* Work task
Give back the entries verbatim.

* Exercise materials
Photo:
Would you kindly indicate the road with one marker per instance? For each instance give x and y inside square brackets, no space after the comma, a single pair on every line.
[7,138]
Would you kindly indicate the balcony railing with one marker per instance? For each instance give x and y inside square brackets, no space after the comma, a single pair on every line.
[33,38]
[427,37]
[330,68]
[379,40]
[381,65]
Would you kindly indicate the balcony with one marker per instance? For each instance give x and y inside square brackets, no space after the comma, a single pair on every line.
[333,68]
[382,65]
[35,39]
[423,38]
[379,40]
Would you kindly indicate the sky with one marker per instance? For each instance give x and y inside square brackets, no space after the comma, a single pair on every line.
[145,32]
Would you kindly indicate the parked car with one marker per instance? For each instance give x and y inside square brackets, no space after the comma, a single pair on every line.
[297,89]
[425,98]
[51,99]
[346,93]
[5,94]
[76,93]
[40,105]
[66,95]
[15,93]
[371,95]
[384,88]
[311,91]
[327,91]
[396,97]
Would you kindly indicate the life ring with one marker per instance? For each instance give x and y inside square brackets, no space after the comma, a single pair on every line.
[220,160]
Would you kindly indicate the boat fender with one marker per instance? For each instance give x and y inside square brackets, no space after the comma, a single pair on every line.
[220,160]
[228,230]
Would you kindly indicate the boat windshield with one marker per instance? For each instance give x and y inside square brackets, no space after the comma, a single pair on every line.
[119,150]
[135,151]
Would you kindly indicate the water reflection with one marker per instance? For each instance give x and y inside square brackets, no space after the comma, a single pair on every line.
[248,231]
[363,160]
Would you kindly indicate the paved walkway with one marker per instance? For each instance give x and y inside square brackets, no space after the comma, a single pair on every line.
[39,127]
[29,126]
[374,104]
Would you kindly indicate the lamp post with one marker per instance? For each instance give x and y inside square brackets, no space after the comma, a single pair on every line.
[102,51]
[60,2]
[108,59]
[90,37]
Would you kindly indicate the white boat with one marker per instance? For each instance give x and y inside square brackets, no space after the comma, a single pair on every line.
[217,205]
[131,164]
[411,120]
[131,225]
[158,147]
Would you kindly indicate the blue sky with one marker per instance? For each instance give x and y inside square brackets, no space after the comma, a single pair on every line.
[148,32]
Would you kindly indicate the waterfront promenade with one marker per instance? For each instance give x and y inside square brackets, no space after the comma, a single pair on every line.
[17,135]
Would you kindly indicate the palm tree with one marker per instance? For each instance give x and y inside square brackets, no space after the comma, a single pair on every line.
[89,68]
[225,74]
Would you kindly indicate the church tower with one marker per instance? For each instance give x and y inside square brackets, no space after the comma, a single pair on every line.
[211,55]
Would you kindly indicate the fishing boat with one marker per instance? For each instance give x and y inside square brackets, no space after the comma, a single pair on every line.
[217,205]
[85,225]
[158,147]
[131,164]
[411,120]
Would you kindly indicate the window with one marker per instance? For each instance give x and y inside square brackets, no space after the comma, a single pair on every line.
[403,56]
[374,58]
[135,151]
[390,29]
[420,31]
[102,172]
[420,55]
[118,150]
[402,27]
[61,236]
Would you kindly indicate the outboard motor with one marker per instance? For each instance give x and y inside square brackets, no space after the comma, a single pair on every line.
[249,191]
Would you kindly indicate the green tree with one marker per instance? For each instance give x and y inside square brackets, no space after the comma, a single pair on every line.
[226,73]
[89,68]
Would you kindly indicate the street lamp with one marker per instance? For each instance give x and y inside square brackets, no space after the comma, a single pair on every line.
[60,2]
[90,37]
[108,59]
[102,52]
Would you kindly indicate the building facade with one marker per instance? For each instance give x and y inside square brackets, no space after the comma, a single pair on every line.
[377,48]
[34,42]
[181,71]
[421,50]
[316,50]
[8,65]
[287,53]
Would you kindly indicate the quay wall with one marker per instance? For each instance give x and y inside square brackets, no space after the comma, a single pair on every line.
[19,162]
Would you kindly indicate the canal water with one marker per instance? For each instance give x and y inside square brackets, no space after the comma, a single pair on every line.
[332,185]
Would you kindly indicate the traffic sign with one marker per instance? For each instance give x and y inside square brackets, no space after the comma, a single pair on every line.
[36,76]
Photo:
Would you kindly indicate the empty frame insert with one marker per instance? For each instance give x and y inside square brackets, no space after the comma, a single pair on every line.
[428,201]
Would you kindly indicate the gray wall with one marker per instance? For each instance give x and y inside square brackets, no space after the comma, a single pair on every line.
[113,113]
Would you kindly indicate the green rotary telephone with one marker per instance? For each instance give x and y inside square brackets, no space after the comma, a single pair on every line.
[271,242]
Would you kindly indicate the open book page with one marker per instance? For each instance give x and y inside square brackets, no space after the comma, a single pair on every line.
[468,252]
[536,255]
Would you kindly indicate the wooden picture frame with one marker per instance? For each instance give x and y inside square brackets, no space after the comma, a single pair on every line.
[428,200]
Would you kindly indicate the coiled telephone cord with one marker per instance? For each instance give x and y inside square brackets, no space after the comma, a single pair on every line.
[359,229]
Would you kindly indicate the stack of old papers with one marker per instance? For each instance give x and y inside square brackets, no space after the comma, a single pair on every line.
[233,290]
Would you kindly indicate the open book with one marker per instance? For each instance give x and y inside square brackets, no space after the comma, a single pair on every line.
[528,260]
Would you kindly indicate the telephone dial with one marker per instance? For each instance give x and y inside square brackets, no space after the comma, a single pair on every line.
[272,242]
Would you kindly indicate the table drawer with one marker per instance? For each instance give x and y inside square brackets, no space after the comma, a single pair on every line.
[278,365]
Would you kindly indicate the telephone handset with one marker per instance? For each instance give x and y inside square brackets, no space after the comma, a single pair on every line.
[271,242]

* Task response
Photo:
Would you kindly indicate the road with one marker per instance? For each instance give x and y inside square brackets, no space after the comma, a single pair on every line.
[7,138]
Would you kindly indicate the balcony railing with one marker per instance? For each instance give x and y inside square brackets, no space after the comma, a single pair on every line.
[33,38]
[427,37]
[330,68]
[379,40]
[381,65]
Would you kindly indicate the balcony with one marker per instance? For each instance give x and y inside square brackets, no space after the comma, a single pair on every line.
[333,68]
[382,65]
[35,39]
[423,38]
[379,40]
Would you kindly indicate the sky with one marker per instance? For each instance give x and y inside square brackets, no space after the comma, a single pair on every line.
[145,32]
Would you kindly indicate the parked car with one marker per instance? For each instance give x and y inside square brackets, no space after the comma, a single pair on every line.
[297,89]
[425,98]
[51,99]
[346,93]
[5,94]
[76,93]
[40,105]
[66,95]
[15,93]
[371,95]
[384,88]
[311,91]
[327,91]
[396,97]
Would you kindly indicate the life ring with one marker per instance? For each instance give x and y inside square brackets, no space after the comma, a single pair on every line.
[220,160]
Would you kindly indicate the boat fender with one marker per instance? For each instance give x and y inside square brackets, no space after the comma, a single pair on every line.
[220,160]
[228,230]
Would you kindly indicate the boat windshield with one marker per instance? For each instance give x and y inside square brackets, no space after the comma, a single pair on every line.
[119,150]
[135,151]
Would you kindly indicate the water reflection with one marker per instance? For each instance give x and y inside square brackets, no space after the comma, a single pair on every line.
[248,231]
[363,160]
Would you kindly indicate the paved walkway with one marker per instance? For each instance give x and y inside square brackets, no space after the comma, a single pair on every line.
[39,127]
[29,126]
[374,104]
Would you kindly indicate the lamp post with one marker per instance? For each instance give x and y inside square brackets, no space after the comma, a single pair on every line.
[102,51]
[60,2]
[108,59]
[90,37]
Would you kindly indicate the white boat with one marker per instance? For each instance give x and y inside square brackets, no space after the comma, a single pair on every line.
[217,205]
[131,164]
[411,120]
[131,225]
[158,147]
Would you kindly indicate the blue sky with one marker per instance? For each instance give x and y inside square brackets, no space after the comma, a single pair on every line.
[148,32]
Would you kindly indicate the waterfront promenade with one marker per instance? For each instance give x and y inside square brackets, no space after the comma, a single pair on every line.
[17,135]
Would you kindly indicate the palm tree with one marker per instance? For each instance give x and y inside square brackets, no space after the comma, a single pair on every line.
[89,68]
[225,74]
Would you kindly indicate the church tower with one marker per instance? For each instance give x and y inside square brackets, no space after the comma, a single pair on every line.
[211,55]
Would you kindly indicate the fishing boat with one marker per instance? For each instance give x and y inside square brackets, no space after the comma, a single pair on every line.
[217,205]
[85,225]
[158,147]
[131,164]
[411,120]
Would you kindly indicate the window with one marker per instance? For each instance give x and y inside square brackets, no space after the comma, a single pair on every line.
[403,56]
[374,58]
[135,151]
[390,29]
[420,31]
[102,172]
[420,55]
[118,150]
[402,27]
[61,236]
Would you kindly indicate the outboard motor with one marker per instance? For each instance give x and y inside square brackets, no space after the comma, a single pair on every line.
[249,191]
Would you kindly indicate the green tree with one marker per instance? For each instance give x and y inside square brackets, no space after the comma, a single pair on every line.
[226,73]
[89,68]
Would you kindly indicate the street lamp with one marker per instance? For each instance give x and y inside square brackets, no space after the comma, a single pair on every line.
[60,2]
[90,37]
[108,59]
[102,52]
Would you kindly indicate the building facade with one marker per instance? For each instance give x and y inside square brackets, no space after the comma, a single pair on every line.
[377,48]
[34,42]
[181,71]
[421,50]
[316,50]
[8,65]
[287,53]
Would you kindly indicate the quay wall with one marker per instance? For each instance give x and y inside square brackets, no space after the comma, a single pair on every line.
[19,162]
Would you kindly indicate the canal water with one marker per instance? For each instance give x and y inside square brackets, no space after the comma, a single pair on every line.
[332,185]
Would you kindly indicate the traffic sign with one marker per instance? For each instance give x and y inside square brackets, no space after the comma, a single pair on every line.
[36,76]
Photo:
Would you kindly indicate the empty frame insert with one marker per instance? For each instance give x and y inside square brackets, no space after the comma, a single pair on every line.
[428,201]
Would you kindly indicate the gray wall with one marker per instance? For each instance give x and y inside square brackets, no space after the comma, a single pair on every line.
[113,113]
Would you kindly indicate the green rotary telephone with one marker per instance? For each instance give x and y inside square brackets, no space after the comma, a single pair on every line.
[271,242]
Would you kindly indicate the open book page with one marker per instance? For each instance give x and y inside square brackets, no space after the comma, a single pair on every line.
[468,252]
[536,255]
Would you kindly indicate the wooden picture frame with one marker per instance? For each instance give x and y inside square brackets, no space after the comma, a single pair on every line.
[428,200]
Would you kindly indicate the coiled telephone cord with one marker per instance? For each instance give x and y inside square brackets, no space after the comma, a single pair on every line.
[359,229]
Would you kindly indicate the stack of old papers with one marker per instance? For each instance give x and y inside square brackets, no space after the comma, a single pair on every line.
[233,290]
Would you kindly indicate the open book with one marker per instance? For each instance give x and y inside square brackets, no space after the comma, a single pair on every line.
[528,260]
Would you kindly indicate the telephone dial with one marker per instance? For each instance give x and y inside square brackets, no space after the comma, a single pair on every line.
[272,242]
Would you kindly indicate the table drawer with one marker per instance? For each instance give x and y inside square brackets, no space after the comma, a single pair on every line.
[278,365]
Would you kindly indicate the telephone handset with one marker per instance? For each instance give x and y inside square brackets, no space after the comma, a single pair on every line.
[271,242]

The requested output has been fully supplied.